● **Source data**
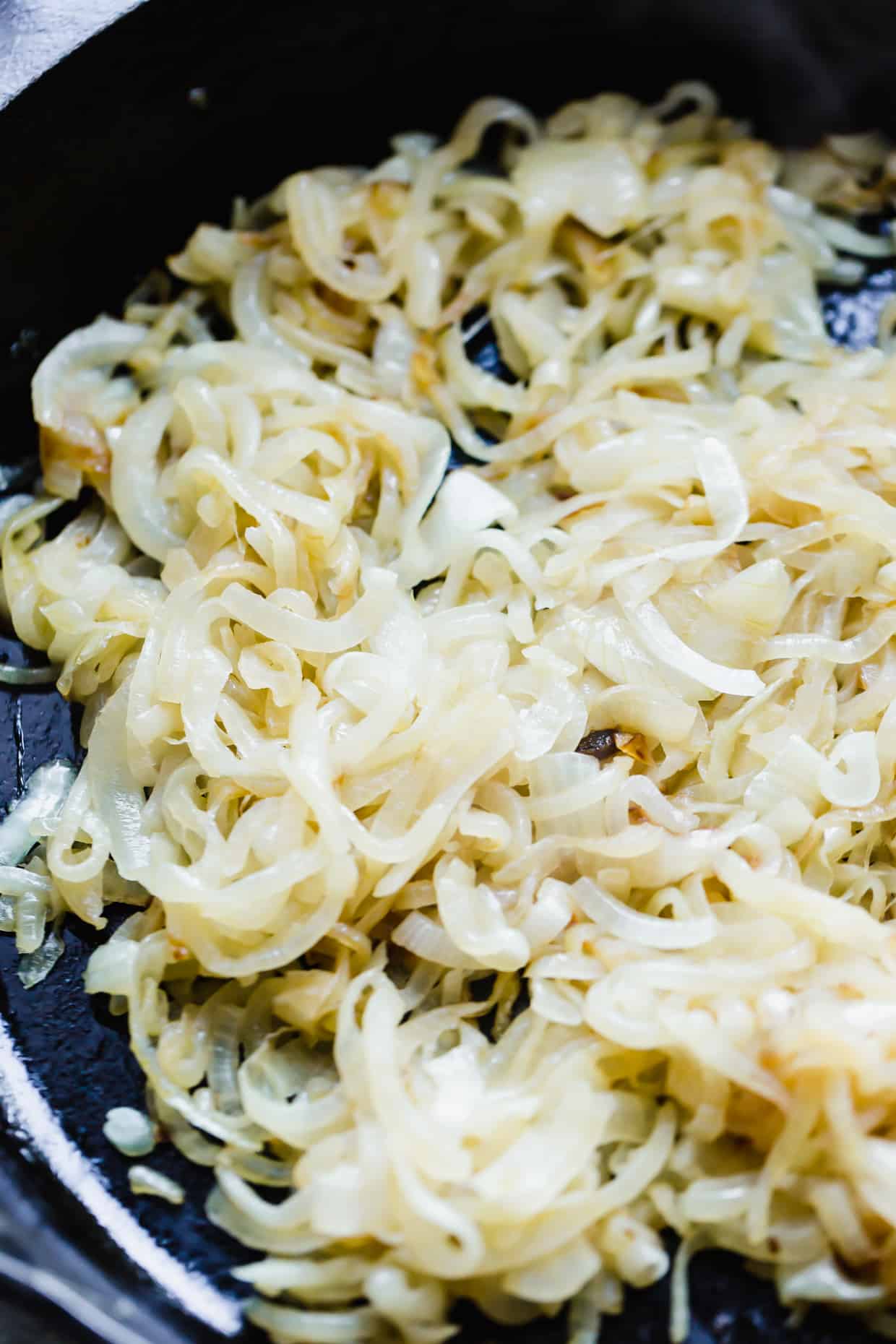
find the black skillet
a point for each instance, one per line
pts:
(105, 164)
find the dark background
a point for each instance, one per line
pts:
(106, 164)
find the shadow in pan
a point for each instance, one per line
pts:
(108, 163)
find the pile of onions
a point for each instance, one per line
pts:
(512, 859)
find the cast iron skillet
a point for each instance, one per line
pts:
(106, 163)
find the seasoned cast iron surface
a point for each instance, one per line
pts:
(108, 163)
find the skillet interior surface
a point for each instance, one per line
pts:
(109, 162)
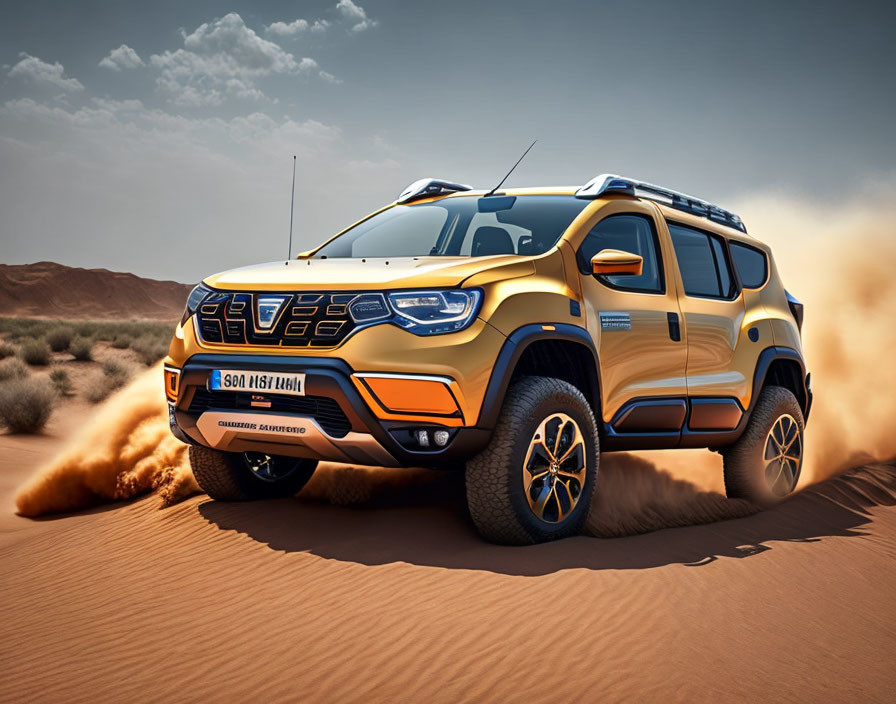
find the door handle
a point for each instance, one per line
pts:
(674, 327)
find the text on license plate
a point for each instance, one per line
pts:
(291, 383)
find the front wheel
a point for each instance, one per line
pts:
(535, 480)
(246, 476)
(764, 465)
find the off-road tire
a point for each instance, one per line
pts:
(494, 480)
(224, 476)
(743, 461)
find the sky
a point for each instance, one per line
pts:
(157, 137)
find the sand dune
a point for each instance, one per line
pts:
(50, 290)
(393, 597)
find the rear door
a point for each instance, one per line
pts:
(634, 320)
(712, 307)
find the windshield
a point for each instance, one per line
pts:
(467, 226)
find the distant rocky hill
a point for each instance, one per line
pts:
(50, 290)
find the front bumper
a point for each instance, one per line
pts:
(360, 438)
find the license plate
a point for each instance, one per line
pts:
(290, 383)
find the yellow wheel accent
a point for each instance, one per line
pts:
(554, 469)
(783, 455)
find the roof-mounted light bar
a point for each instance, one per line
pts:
(611, 183)
(428, 187)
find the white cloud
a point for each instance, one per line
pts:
(220, 59)
(288, 29)
(349, 12)
(32, 69)
(144, 182)
(121, 58)
(355, 14)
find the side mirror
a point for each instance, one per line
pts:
(614, 261)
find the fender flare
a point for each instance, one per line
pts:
(513, 348)
(764, 362)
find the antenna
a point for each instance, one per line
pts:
(292, 203)
(492, 192)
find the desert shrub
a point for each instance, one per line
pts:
(61, 382)
(25, 405)
(113, 376)
(12, 369)
(150, 349)
(36, 352)
(60, 337)
(81, 348)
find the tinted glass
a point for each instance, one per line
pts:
(627, 233)
(750, 264)
(701, 260)
(454, 227)
(725, 280)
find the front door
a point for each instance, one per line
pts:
(713, 310)
(634, 321)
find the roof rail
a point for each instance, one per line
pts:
(427, 187)
(611, 183)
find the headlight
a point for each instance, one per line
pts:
(197, 295)
(435, 312)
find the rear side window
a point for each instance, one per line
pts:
(627, 233)
(702, 262)
(752, 268)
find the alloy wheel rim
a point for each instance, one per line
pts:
(783, 455)
(555, 468)
(266, 467)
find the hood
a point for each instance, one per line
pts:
(367, 274)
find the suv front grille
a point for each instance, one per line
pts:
(324, 410)
(301, 320)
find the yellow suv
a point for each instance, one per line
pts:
(517, 334)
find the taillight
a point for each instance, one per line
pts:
(796, 308)
(172, 378)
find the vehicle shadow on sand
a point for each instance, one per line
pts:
(420, 518)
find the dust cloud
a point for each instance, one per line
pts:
(838, 258)
(125, 450)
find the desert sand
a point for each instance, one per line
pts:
(395, 598)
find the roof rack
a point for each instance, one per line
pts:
(611, 183)
(427, 187)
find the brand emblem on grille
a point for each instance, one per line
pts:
(268, 308)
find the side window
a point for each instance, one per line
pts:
(750, 263)
(702, 262)
(627, 233)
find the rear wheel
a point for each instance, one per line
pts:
(246, 476)
(764, 465)
(535, 480)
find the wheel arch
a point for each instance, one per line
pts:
(558, 350)
(782, 366)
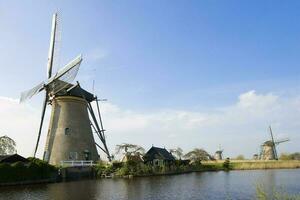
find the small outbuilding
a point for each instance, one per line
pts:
(12, 158)
(158, 157)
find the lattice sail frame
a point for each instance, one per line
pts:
(57, 82)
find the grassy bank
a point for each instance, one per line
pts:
(257, 164)
(33, 171)
(140, 169)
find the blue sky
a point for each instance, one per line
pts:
(150, 57)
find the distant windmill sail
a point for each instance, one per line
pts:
(269, 147)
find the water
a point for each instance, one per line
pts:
(205, 185)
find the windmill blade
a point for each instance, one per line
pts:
(273, 144)
(29, 93)
(51, 48)
(41, 123)
(64, 76)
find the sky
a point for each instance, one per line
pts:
(193, 74)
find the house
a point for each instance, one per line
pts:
(135, 158)
(158, 157)
(12, 158)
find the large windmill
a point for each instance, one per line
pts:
(268, 148)
(70, 134)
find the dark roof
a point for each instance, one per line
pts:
(12, 158)
(158, 153)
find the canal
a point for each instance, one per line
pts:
(205, 185)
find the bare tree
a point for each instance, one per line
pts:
(7, 145)
(178, 152)
(198, 155)
(129, 149)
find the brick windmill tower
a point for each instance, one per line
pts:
(70, 133)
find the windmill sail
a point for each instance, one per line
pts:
(30, 93)
(65, 76)
(273, 144)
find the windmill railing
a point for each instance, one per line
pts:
(76, 163)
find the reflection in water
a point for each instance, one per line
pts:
(206, 185)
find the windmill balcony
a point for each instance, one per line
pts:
(76, 163)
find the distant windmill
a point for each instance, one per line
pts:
(219, 154)
(268, 148)
(70, 135)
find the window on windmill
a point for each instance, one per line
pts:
(73, 156)
(67, 131)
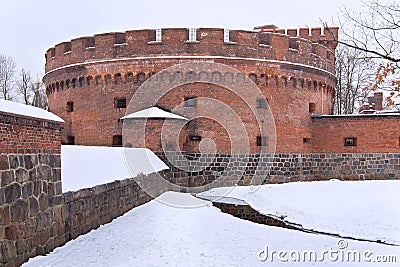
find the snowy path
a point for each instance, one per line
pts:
(360, 209)
(156, 234)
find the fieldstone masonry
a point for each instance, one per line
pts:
(278, 168)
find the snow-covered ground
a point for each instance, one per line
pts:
(88, 166)
(156, 234)
(25, 110)
(361, 209)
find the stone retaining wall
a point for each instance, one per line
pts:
(191, 169)
(30, 227)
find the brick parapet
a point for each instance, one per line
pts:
(210, 41)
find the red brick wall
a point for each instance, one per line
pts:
(289, 79)
(378, 134)
(28, 135)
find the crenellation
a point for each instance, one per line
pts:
(174, 42)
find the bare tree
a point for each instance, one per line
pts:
(25, 87)
(7, 72)
(354, 74)
(375, 31)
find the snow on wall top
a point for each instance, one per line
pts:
(25, 110)
(86, 167)
(153, 112)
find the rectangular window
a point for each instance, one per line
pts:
(158, 35)
(70, 140)
(226, 36)
(264, 38)
(312, 107)
(52, 52)
(350, 141)
(117, 140)
(261, 140)
(328, 55)
(70, 106)
(190, 101)
(120, 38)
(195, 138)
(293, 44)
(67, 47)
(90, 42)
(120, 102)
(192, 35)
(314, 48)
(261, 103)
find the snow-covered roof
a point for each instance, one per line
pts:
(324, 116)
(88, 166)
(25, 110)
(155, 113)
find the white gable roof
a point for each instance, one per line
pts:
(153, 112)
(25, 110)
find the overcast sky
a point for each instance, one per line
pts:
(28, 28)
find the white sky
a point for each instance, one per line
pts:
(28, 28)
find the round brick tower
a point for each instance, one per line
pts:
(90, 80)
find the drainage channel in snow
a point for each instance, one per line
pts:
(240, 209)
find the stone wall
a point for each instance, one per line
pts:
(30, 228)
(191, 169)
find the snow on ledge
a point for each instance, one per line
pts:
(155, 113)
(29, 111)
(88, 166)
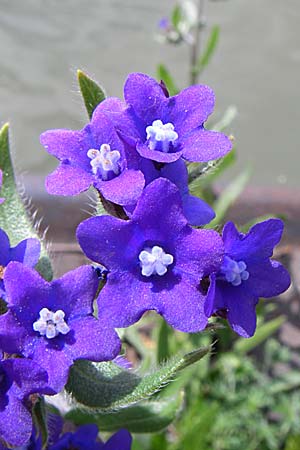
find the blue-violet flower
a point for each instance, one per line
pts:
(246, 274)
(94, 156)
(155, 260)
(164, 128)
(19, 378)
(53, 323)
(27, 252)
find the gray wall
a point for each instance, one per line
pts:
(256, 67)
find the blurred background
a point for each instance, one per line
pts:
(255, 67)
(248, 396)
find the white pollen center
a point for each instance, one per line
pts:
(50, 324)
(104, 161)
(161, 135)
(154, 261)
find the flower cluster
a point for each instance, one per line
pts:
(134, 153)
(1, 175)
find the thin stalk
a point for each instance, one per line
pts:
(196, 46)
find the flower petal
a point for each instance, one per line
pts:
(267, 278)
(27, 252)
(67, 144)
(257, 244)
(183, 305)
(156, 155)
(121, 308)
(190, 108)
(55, 361)
(160, 203)
(74, 292)
(5, 247)
(15, 423)
(106, 240)
(124, 189)
(199, 252)
(241, 310)
(25, 298)
(203, 145)
(68, 180)
(145, 95)
(28, 377)
(120, 440)
(93, 340)
(197, 211)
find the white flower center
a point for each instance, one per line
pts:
(154, 261)
(104, 161)
(235, 272)
(50, 324)
(161, 135)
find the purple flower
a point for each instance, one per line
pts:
(53, 323)
(93, 156)
(246, 274)
(85, 438)
(163, 128)
(155, 260)
(27, 252)
(1, 199)
(196, 211)
(19, 378)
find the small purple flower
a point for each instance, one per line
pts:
(85, 438)
(19, 378)
(246, 274)
(93, 156)
(1, 199)
(27, 252)
(196, 211)
(163, 128)
(155, 260)
(53, 323)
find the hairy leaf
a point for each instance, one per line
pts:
(164, 75)
(91, 92)
(105, 386)
(146, 417)
(14, 219)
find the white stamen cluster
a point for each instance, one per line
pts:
(235, 272)
(161, 135)
(50, 324)
(104, 161)
(154, 261)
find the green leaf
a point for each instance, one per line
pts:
(176, 16)
(105, 386)
(293, 443)
(91, 92)
(146, 417)
(209, 50)
(229, 196)
(14, 219)
(243, 346)
(214, 170)
(164, 75)
(163, 351)
(40, 420)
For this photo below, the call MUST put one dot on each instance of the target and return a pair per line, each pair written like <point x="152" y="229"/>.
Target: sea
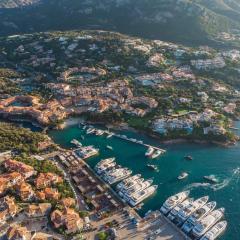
<point x="222" y="162"/>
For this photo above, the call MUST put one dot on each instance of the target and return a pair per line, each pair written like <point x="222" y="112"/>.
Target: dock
<point x="139" y="142"/>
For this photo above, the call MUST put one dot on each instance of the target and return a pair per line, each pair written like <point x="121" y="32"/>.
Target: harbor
<point x="171" y="164"/>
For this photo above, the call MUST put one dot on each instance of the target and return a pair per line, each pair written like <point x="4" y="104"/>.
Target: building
<point x="47" y="179"/>
<point x="8" y="208"/>
<point x="17" y="232"/>
<point x="40" y="210"/>
<point x="68" y="218"/>
<point x="25" y="191"/>
<point x="24" y="169"/>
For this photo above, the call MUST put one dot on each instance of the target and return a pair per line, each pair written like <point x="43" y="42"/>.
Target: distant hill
<point x="186" y="21"/>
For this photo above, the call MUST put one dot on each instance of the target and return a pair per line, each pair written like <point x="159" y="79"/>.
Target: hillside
<point x="185" y="21"/>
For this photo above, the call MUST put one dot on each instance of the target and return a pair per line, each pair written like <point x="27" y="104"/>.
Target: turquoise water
<point x="224" y="163"/>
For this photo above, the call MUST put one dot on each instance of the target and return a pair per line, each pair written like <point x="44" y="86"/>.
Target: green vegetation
<point x="20" y="139"/>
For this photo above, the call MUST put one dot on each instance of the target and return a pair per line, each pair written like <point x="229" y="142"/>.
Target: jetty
<point x="126" y="138"/>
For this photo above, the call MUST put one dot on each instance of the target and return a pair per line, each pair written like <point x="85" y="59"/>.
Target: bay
<point x="223" y="163"/>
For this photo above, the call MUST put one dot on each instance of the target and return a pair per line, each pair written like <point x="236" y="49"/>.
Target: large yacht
<point x="216" y="231"/>
<point x="172" y="201"/>
<point x="149" y="152"/>
<point x="105" y="167"/>
<point x="197" y="216"/>
<point x="136" y="188"/>
<point x="190" y="209"/>
<point x="125" y="183"/>
<point x="87" y="152"/>
<point x="140" y="196"/>
<point x="174" y="212"/>
<point x="206" y="223"/>
<point x="117" y="175"/>
<point x="130" y="185"/>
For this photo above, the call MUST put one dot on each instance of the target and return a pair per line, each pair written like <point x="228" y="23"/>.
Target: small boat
<point x="216" y="231"/>
<point x="156" y="154"/>
<point x="110" y="135"/>
<point x="109" y="147"/>
<point x="183" y="175"/>
<point x="149" y="152"/>
<point x="188" y="157"/>
<point x="76" y="143"/>
<point x="211" y="178"/>
<point x="153" y="167"/>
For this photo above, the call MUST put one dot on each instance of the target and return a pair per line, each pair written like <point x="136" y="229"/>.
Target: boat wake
<point x="196" y="185"/>
<point x="235" y="176"/>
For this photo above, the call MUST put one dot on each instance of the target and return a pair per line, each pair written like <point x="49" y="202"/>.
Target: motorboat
<point x="135" y="188"/>
<point x="190" y="209"/>
<point x="215" y="231"/>
<point x="172" y="201"/>
<point x="76" y="143"/>
<point x="188" y="157"/>
<point x="149" y="152"/>
<point x="152" y="167"/>
<point x="140" y="196"/>
<point x="182" y="176"/>
<point x="125" y="182"/>
<point x="172" y="215"/>
<point x="197" y="216"/>
<point x="206" y="223"/>
<point x="156" y="154"/>
<point x="117" y="175"/>
<point x="211" y="179"/>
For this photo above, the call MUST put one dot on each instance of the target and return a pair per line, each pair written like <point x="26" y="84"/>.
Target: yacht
<point x="172" y="215"/>
<point x="76" y="143"/>
<point x="172" y="201"/>
<point x="110" y="135"/>
<point x="109" y="147"/>
<point x="197" y="216"/>
<point x="129" y="185"/>
<point x="206" y="223"/>
<point x="127" y="181"/>
<point x="136" y="188"/>
<point x="216" y="231"/>
<point x="140" y="196"/>
<point x="211" y="179"/>
<point x="99" y="132"/>
<point x="117" y="175"/>
<point x="152" y="167"/>
<point x="149" y="152"/>
<point x="190" y="209"/>
<point x="90" y="130"/>
<point x="100" y="169"/>
<point x="156" y="154"/>
<point x="87" y="152"/>
<point x="182" y="176"/>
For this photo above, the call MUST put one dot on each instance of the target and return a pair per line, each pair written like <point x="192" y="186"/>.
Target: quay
<point x="123" y="137"/>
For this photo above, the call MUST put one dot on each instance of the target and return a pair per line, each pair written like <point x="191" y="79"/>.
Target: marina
<point x="171" y="164"/>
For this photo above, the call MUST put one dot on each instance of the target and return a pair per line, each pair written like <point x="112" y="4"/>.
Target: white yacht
<point x="149" y="152"/>
<point x="140" y="196"/>
<point x="125" y="183"/>
<point x="136" y="188"/>
<point x="190" y="209"/>
<point x="216" y="231"/>
<point x="117" y="175"/>
<point x="206" y="223"/>
<point x="105" y="167"/>
<point x="172" y="215"/>
<point x="156" y="154"/>
<point x="172" y="201"/>
<point x="130" y="185"/>
<point x="197" y="216"/>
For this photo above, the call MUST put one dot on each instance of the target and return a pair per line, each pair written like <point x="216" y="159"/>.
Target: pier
<point x="139" y="142"/>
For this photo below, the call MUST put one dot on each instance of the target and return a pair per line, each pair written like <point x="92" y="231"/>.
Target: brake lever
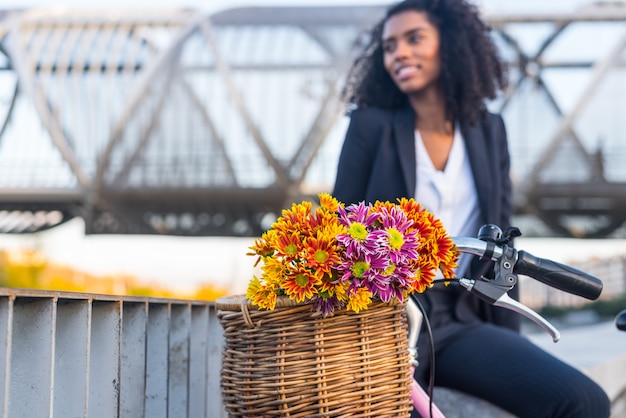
<point x="497" y="295"/>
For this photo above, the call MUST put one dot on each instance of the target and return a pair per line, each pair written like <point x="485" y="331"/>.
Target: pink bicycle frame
<point x="421" y="400"/>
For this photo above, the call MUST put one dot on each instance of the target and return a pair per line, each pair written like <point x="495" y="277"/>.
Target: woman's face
<point x="411" y="51"/>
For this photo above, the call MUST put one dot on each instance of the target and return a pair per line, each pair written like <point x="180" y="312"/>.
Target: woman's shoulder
<point x="372" y="114"/>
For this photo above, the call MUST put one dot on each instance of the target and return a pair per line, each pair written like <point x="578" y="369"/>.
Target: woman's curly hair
<point x="471" y="67"/>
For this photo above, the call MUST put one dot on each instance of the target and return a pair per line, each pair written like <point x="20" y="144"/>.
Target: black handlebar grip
<point x="558" y="275"/>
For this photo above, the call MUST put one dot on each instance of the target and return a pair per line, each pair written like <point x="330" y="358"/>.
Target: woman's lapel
<point x="478" y="153"/>
<point x="404" y="134"/>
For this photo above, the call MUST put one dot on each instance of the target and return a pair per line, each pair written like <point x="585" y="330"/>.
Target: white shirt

● **The task**
When a line in the listing above holds the word "grille", copy it.

● **Written answer**
find the suv front grille
find the brand emblem on grille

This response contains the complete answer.